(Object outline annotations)
---
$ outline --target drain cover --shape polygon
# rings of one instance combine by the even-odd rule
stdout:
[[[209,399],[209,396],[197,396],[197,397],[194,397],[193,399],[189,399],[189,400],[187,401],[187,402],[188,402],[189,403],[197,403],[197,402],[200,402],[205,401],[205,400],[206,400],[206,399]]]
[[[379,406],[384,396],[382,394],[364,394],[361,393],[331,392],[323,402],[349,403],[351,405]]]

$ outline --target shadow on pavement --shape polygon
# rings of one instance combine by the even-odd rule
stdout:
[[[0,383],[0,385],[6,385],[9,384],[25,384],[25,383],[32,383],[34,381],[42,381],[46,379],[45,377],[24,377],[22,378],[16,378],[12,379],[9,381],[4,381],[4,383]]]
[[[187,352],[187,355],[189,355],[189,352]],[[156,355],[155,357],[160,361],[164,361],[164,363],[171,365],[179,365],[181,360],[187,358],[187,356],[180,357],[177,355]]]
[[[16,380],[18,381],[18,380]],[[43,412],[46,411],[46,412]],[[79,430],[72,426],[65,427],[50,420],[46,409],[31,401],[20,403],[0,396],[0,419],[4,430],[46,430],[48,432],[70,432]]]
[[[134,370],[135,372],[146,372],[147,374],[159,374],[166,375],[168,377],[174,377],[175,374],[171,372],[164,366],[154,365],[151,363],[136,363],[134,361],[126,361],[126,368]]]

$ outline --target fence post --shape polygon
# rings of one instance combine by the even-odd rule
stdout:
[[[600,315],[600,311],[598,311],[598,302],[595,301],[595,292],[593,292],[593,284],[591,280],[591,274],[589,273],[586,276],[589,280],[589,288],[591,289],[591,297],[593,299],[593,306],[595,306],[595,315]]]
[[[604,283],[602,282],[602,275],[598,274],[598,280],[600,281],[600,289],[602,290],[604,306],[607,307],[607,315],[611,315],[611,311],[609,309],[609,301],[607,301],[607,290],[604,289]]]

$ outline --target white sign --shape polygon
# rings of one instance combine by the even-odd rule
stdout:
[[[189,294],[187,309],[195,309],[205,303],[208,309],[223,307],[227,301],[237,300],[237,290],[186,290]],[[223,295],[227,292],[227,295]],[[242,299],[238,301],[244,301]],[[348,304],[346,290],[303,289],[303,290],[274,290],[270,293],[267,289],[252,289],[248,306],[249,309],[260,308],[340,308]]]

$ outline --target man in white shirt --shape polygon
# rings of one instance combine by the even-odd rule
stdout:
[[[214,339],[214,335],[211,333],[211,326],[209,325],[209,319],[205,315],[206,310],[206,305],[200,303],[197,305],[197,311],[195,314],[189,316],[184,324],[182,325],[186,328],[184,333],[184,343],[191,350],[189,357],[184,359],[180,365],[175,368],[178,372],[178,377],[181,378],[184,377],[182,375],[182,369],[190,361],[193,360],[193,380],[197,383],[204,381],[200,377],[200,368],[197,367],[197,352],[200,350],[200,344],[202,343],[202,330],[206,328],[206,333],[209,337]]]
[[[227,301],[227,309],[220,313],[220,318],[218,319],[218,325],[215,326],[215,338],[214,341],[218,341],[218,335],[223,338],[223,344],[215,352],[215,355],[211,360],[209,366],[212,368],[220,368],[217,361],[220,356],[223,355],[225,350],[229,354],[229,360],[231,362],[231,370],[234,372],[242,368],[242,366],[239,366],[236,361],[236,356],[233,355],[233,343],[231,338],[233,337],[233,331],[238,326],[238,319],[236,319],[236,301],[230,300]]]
---
§ WRITTEN TASK: Rescale the stretch of lines from the one containing "shirt --shape polygon" through the last line, rewriting each line, requests included, with every coordinate in the answers multiplied by 2.1. Round each result to a whole number, with halves rounded up.

§ RESPONSE TO THIS TASK:
$ outline --target man in white shirt --shape polygon
# rings of one instance combine by the even-odd rule
stdout:
[[[449,712],[449,704],[443,699],[443,685],[439,683],[439,670],[431,662],[433,651],[433,641],[420,636],[414,641],[414,653],[410,659],[397,664],[386,680],[382,683],[391,689],[386,699],[386,720],[401,735],[397,750],[386,754],[378,767],[368,773],[374,781],[374,792],[380,794],[386,792],[382,788],[382,775],[399,758],[405,756],[405,798],[414,804],[428,800],[420,792],[420,773],[414,771],[414,739],[420,735],[420,722],[424,720],[424,693],[433,689],[433,699],[439,708]]]
[[[477,632],[477,649],[462,657],[462,668],[458,670],[458,683],[452,685],[452,710],[449,716],[458,716],[458,704],[468,710],[468,722],[452,739],[452,746],[443,756],[439,769],[445,773],[462,773],[456,758],[462,748],[468,746],[473,735],[481,743],[481,756],[485,760],[485,777],[491,781],[508,773],[508,769],[502,769],[496,758],[496,748],[489,746],[489,720],[485,710],[489,708],[489,695],[500,685],[500,670],[496,670],[496,632],[483,630]]]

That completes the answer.